Extract:
▶
True Detective is a much talked about and ballyhooed tv series that has only completed it’s first season. I wanted to check it and out and check it out I did – and I don’t know what the fuss was all about! The HBO created and written by Nic Pizzolatto, with the first season directed by Cary Joji Fukunaga starring Matthew McConaughey and Woody Harrelson (both executive producers of the series) with Michelle Monaghan, Michael Potts, and Tory Kittles. It follows the case of two Louisiana State Police Criminal Investigations Division homicide detectives’ hunt for a serial killer in Louisiana across seventeen years. It’s dark, it’s deary and it’s brutal – so they also had to get two characters who symbolizes a lot of that darkness and doom. Hey I like Harrelson a lot and think he’s fantastic but McConaughey kinda plays the same kinda roles in a lot of movies that aren’t comedy / action.
In Louisiana two homicide detectives Martin Hart and Rustin Cohle are investigating the death of prostitute Dora Lange, who’s body is foun wearing deer antlers surrounded by symbolic imagery and objects, including twig latticeworks resembling Cajun bird traps. Finding a body with Occult imagery in rural heavily Christian Louisiana means that the case receives heavy priority and lots of focus. It doesn’t help that most people, including his boss & other cops, don’t like Rusty for his dour persona and is considered to be rude. His daughter’s death in a car accident, which led to the collapse of his marriage, the beginning of his drug habit, and four years as an undercover narcotics investigator is the reason Rusty is the way he is. Marty tries to be social with him and has him over for dinner, introducing Rusty to his wife and 2 daughters but Rusty sees through the fact that Marty is cheating on his wife and sleeping with the court clerk. Infact for a show that is only 8 episodes and is supposed to be detective drama, an awful lot of time is spent on showing naked chick having sex with Marty and then the fall out that happens when the affair goes sour. The show switches back & forth between events of 1995 and two cops interviewing the ex-detectives about the case – Marty, having been divorced, runs a successful private investigation firm while Rusty works in a bar.
◀
(Location identification entries)
▶
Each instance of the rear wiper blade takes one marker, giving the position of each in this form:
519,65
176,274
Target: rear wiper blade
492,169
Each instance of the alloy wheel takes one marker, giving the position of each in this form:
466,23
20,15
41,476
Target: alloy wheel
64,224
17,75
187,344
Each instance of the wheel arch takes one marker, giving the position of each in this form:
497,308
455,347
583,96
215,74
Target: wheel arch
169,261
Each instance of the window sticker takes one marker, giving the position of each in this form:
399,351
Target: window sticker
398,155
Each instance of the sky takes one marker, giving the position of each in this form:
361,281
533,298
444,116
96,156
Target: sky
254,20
◀
Your tasks:
1. List every actor the review names as appearing in the series.
2. Write out the portion of the review starting with "True Detective is" and going on through "comedy / action.".

Answers per task:
1. Matthew McConaughey, Woody Harrelson, Michelle Monaghan, Michael Potts, Tory Kittles

2.
True Detective is a much talked about and ballyhooed tv series that has only completed it’s first season. I wanted to check it and out and check it out I did – and I don’t know what the fuss was all about! The HBO created and written by Nic Pizzolatto, with the first season directed by Cary Joji Fukunaga starring Matthew McConaughey and Woody Harrelson (both executive producers of the series) with Michelle Monaghan, Michael Potts, and Tory Kittles. It follows the case of two Louisiana State Police Criminal Investigations Division homicide detectives’ hunt for a serial killer in Louisiana across seventeen years. It’s dark, it’s deary and it’s brutal – so they also had to get two characters who symbolizes a lot of that darkness and doom. Hey I like Harrelson a lot and think he’s fantastic but McConaughey kinda plays the same kinda roles in a lot of movies that aren’t comedy / action.